_WHAT YOU WILL DO:_ Lines in the records below that contain the word "person" must each be copied.

_SUPPLIED MATERIAL:_
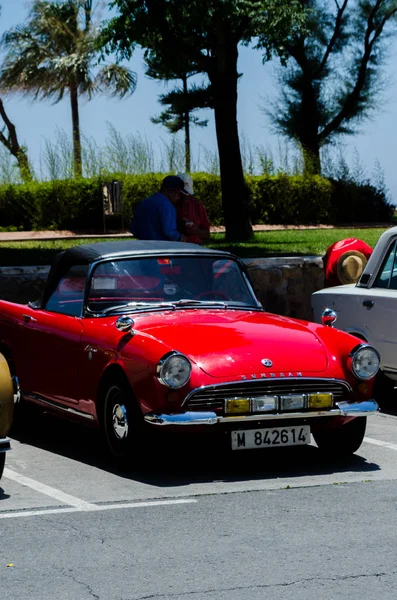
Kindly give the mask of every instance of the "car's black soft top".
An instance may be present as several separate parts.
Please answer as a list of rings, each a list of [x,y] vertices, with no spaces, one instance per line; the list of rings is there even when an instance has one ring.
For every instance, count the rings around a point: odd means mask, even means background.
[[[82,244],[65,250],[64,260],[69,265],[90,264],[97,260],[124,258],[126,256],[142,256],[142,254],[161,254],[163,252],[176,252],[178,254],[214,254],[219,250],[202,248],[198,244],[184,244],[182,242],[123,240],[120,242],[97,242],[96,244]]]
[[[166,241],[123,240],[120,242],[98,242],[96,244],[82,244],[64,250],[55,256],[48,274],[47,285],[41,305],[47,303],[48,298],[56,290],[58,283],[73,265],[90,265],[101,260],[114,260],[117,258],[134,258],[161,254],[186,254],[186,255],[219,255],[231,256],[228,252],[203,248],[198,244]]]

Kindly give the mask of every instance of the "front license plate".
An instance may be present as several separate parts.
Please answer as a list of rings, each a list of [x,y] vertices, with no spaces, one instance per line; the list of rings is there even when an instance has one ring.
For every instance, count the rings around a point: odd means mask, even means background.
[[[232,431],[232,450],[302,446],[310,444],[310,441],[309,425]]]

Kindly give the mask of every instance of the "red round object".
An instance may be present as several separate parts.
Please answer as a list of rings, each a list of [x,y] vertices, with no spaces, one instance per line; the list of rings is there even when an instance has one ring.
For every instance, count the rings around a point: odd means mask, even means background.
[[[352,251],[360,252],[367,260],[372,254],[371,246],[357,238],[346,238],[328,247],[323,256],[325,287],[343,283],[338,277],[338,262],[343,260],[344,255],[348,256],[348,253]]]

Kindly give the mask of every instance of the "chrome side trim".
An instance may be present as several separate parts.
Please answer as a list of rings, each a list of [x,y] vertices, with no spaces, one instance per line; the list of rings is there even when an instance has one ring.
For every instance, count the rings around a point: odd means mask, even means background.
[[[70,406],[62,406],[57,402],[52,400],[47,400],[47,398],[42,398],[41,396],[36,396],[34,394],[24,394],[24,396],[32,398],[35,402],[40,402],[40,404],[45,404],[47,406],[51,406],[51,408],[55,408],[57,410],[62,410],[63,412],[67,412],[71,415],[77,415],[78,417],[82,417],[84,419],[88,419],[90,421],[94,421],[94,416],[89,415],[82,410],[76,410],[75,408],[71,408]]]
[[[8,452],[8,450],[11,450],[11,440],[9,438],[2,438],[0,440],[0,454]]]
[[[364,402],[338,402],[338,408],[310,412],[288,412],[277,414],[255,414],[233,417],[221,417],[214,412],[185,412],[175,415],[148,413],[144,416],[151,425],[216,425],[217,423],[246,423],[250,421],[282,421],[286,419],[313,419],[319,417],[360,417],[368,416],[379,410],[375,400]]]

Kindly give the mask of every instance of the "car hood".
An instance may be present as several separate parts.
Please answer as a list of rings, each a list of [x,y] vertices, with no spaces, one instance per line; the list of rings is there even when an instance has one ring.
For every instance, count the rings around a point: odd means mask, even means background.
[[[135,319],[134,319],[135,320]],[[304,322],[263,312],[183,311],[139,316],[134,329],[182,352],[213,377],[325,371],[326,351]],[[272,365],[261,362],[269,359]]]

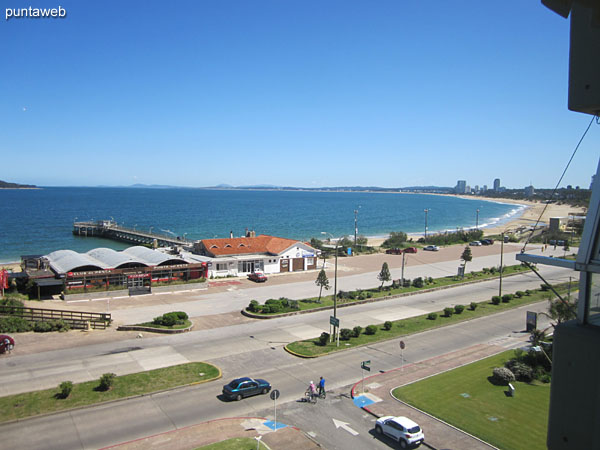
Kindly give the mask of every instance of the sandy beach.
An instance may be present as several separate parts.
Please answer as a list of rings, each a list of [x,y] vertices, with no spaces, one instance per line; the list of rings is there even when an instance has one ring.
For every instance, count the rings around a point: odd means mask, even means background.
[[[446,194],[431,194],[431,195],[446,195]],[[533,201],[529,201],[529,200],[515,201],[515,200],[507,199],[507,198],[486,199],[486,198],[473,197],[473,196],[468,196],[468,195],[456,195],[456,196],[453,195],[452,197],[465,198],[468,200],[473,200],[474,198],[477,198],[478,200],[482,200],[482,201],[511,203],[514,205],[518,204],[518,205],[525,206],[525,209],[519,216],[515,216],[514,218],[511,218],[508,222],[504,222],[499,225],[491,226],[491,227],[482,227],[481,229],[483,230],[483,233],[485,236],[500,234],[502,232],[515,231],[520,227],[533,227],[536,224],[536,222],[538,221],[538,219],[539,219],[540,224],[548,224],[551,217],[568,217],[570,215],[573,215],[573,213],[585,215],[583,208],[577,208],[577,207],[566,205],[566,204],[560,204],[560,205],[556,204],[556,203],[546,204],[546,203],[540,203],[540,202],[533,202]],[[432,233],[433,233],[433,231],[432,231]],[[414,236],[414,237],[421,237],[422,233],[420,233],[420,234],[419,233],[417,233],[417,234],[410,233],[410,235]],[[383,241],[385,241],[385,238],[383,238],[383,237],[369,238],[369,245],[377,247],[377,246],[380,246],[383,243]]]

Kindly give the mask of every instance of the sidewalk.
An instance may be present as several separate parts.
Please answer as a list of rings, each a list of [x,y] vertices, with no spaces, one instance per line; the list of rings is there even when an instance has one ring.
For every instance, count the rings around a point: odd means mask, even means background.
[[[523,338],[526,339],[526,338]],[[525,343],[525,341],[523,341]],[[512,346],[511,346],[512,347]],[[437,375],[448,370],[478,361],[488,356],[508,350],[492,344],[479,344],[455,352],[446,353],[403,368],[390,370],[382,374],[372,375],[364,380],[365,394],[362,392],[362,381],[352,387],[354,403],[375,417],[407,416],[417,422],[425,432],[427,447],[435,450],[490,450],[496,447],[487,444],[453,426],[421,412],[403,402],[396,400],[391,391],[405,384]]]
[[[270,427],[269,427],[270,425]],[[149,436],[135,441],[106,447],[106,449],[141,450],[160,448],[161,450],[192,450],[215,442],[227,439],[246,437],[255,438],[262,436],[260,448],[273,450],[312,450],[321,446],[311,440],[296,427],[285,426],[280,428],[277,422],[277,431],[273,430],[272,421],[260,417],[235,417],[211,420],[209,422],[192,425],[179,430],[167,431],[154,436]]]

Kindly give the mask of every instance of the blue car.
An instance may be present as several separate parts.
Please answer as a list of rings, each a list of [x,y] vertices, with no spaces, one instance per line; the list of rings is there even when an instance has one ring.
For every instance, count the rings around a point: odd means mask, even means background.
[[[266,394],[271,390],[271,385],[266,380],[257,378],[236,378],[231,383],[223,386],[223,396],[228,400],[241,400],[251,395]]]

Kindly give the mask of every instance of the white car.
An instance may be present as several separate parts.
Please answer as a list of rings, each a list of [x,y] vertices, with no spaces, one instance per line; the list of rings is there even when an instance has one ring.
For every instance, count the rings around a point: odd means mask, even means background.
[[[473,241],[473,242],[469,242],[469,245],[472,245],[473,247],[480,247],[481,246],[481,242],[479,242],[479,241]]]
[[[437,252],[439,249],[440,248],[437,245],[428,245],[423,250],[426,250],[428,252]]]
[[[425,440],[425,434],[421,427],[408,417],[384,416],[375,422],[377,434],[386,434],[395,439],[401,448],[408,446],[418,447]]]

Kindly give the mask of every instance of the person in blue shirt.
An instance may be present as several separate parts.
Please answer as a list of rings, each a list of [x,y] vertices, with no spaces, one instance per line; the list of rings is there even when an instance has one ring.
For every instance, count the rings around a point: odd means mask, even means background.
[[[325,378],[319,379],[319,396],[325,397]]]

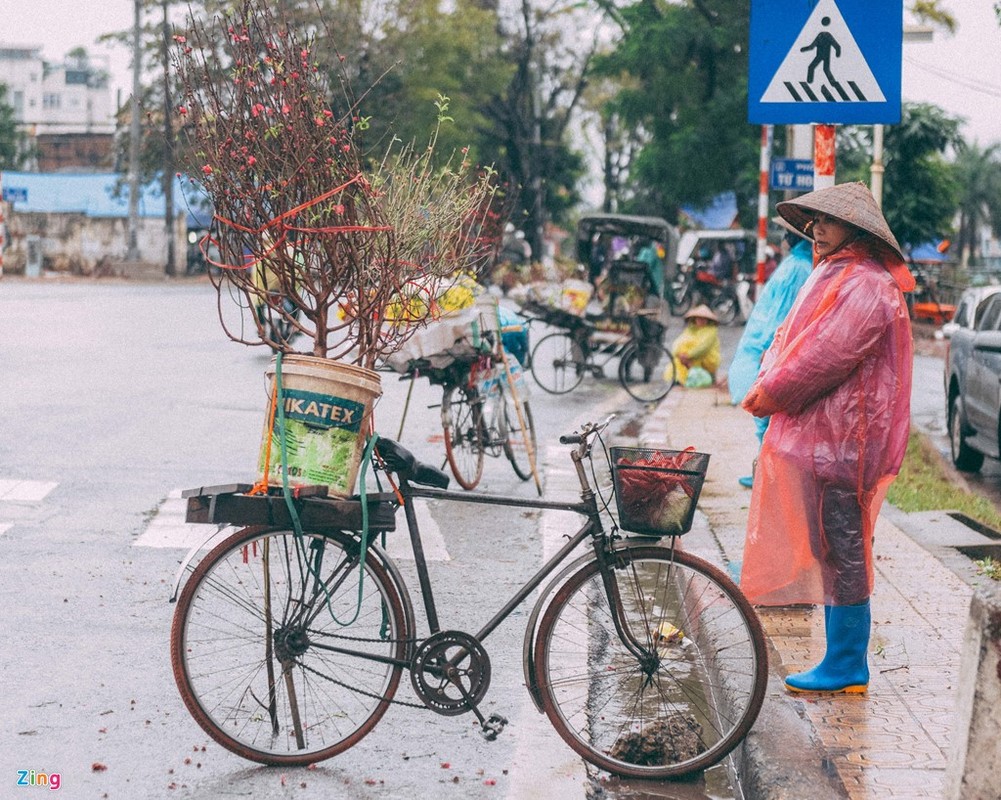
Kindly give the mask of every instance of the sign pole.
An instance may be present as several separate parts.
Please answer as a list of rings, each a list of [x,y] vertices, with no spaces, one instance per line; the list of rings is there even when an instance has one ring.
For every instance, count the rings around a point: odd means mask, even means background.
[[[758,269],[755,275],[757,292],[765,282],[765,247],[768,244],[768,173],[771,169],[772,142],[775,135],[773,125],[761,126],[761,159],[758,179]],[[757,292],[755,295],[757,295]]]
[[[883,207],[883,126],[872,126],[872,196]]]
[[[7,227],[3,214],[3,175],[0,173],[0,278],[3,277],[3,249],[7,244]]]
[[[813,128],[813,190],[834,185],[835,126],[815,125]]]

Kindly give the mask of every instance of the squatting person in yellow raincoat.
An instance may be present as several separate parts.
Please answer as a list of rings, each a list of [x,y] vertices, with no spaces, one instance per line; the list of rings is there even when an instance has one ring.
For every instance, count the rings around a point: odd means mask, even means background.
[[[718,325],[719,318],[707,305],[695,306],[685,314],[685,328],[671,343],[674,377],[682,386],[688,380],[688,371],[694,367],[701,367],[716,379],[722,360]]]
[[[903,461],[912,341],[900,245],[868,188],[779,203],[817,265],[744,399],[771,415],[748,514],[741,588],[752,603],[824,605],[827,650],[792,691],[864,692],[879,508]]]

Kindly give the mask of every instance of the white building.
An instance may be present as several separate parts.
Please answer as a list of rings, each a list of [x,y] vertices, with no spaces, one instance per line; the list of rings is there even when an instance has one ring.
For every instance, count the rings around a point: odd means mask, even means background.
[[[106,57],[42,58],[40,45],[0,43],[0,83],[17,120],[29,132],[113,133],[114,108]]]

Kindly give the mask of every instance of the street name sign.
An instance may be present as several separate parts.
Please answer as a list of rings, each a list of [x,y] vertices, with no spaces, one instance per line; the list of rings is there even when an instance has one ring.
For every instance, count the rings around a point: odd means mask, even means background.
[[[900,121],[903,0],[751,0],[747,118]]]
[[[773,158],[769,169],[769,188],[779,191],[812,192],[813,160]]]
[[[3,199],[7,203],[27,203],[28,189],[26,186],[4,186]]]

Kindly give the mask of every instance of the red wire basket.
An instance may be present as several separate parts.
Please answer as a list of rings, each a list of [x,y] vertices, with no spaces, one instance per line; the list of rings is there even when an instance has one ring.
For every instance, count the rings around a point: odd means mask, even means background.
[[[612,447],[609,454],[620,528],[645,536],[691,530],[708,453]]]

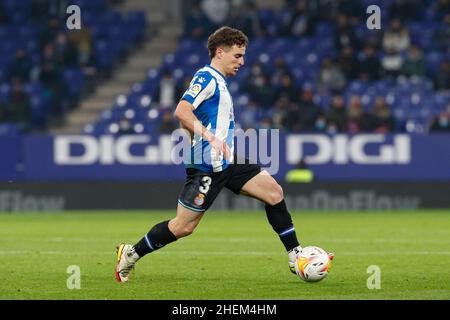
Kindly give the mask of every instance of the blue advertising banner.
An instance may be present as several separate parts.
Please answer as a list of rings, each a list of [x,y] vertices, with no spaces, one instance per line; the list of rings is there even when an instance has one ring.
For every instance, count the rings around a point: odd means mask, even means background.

_EXERCISE RESULT:_
Kindly give the mask of every instance of the person in blue shirt.
Kindly give the mask of every instance of the squatting person in yellow raincoat.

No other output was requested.